[Set tasks]
• a. Using the route description, decide whether each statement agrees with it: (i) the ride is estimated to take 6 hours, not counting stops; (ii) leaving Banff, the route heads east; (iii) the road on Highway 93 is very twisty. For each, answer yes or no and quote the words that decide it.
• b. Rewrite the listing from the line containing "Annotation task: mark the white" through the end of the listing, putting "almond" in place of "cashew nut" and changing nothing else.

───── Passage to read

The second day of Ride Canada Part 2 travels from Banff to Waterton Lakes National Park, and more specifically the town of Waterton.  The ride is estimated to take 6 hours excluding any stops for sightseeing, food, and gas.  An early start is highly encouraged for an unhurried ride through some of the best backroads in Alberta and British Columbia.

Route map
Map data ©2024 Google. Route from Banff to Waterton Alberta.

Leave Banff on Trans-Canada Highway 1 back-tracking west toward Lake Louise.  Continue on Highway 1 past the junction with Bow Valley Parkway and then take the exit to Alberta Highway 93 toward Radium Hot Springs.  The ride on Highway 93 crosses from Alberta into British Columbia almost immediately and continues in BC until crossing back at Crowsnest Alberta.

Every mile on 93 seems filled with majestic mountain scenery.  Not even the surrounding forest can hide the tall peaks.  Closer to the road, the Kootenay River pops in and out of view as it meanders west of the roadway.  The road itself is not particularly twisty, but has enough curves to keep the riding fun.  The section between the Cobb Lake Trailhead pullout and the town of Radium Springs is full of sweeping turns. 

Near the British Columbia and Alberta border, the highway crosses the Continental Divide in several places.  One crossing points is at Vermilion Crossing where Kootenay National Park begins.  Consider pulling into the Kootenay Park Lodge for more information about the park and surrounding area.


Follow Highway 93, now BC-93, past the town of Radium Springs and on to Elko British Columbia.   From Elko, stay on Highway 3, the Crowsnest Highway, heading east.  The road winds through more Canadian forest passing lakes and paralleling rivers as it goes.  The ride can be as relaxing or thrilling as one’s mood suggests.

Exit Highway 3 at Pincher Station onto BC Highway 6 southbound and then onto BC-5 toward Waterton. The short ride on Highway 6 provides a glimpse into the lush plains that stretch east into Alberta from the Rocky Mountains.

──────────
───── Recorded information

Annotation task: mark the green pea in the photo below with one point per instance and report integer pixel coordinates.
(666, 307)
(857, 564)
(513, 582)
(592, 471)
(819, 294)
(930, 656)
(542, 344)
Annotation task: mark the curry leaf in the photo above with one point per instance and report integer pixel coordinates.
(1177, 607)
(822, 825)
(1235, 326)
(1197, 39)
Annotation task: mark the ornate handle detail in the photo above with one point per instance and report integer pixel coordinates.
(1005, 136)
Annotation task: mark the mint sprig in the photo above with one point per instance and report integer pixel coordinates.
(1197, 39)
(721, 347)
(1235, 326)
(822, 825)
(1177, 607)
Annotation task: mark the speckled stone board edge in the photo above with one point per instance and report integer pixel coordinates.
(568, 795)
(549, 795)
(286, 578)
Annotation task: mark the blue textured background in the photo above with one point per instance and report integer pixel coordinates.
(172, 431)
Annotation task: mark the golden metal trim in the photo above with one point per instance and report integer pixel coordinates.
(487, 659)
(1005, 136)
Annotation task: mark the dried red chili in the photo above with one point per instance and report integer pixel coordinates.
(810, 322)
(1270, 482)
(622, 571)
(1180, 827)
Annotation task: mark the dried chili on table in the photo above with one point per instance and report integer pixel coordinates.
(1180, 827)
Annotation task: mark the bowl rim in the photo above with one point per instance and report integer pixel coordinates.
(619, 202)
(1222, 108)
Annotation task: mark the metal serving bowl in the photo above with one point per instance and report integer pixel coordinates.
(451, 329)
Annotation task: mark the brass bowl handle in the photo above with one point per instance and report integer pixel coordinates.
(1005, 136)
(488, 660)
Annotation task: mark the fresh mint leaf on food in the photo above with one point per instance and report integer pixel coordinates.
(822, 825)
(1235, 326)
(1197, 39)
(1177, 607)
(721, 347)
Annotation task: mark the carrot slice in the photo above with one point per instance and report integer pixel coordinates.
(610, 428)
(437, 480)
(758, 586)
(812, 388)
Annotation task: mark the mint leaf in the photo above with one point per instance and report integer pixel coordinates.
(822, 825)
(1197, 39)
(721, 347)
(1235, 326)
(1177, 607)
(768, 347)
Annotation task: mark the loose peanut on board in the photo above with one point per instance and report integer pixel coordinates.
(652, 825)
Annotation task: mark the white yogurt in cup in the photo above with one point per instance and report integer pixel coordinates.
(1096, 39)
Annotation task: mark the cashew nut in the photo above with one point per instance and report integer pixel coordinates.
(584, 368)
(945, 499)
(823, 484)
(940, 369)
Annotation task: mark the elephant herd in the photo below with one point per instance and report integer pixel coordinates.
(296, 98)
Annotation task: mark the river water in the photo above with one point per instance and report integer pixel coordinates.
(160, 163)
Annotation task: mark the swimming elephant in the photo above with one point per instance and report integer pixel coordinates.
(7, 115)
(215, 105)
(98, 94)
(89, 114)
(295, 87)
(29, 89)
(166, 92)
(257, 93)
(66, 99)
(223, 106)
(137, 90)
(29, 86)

──────────

[Outputs in order]
• a.
(i) Yes: "The ride is estimated to take 6 hours excluding any stops for sightseeing, food, and gas."
(ii) No: "Leave Banff on Trans-Canada Highway 1 back-tracking west toward Lake Louise."
(iii) No: "The road itself is not particularly twisty, but has enough curves to keep the riding fun."

• b.
Annotation task: mark the white yogurt in cup in the photo above with one point per instance and report integer pixel coordinates.
(1096, 39)
Annotation task: mark the almond in the photo above with one point per instance and report integer pixel coordinates.
(584, 368)
(945, 499)
(823, 484)
(940, 369)
Annotation task: mark the elephant herd in the photo below with one point per instance and report integer pixel coordinates.
(296, 98)
Annotation task: mark the river water in the photo above with one point per instance and report integer pixel coordinates.
(160, 163)
Annotation task: mark the swimming elephant in the photo above with one point per instance and report integer pixel coordinates.
(7, 115)
(215, 105)
(98, 94)
(89, 114)
(295, 87)
(29, 89)
(166, 92)
(257, 93)
(66, 99)
(223, 106)
(137, 90)
(29, 86)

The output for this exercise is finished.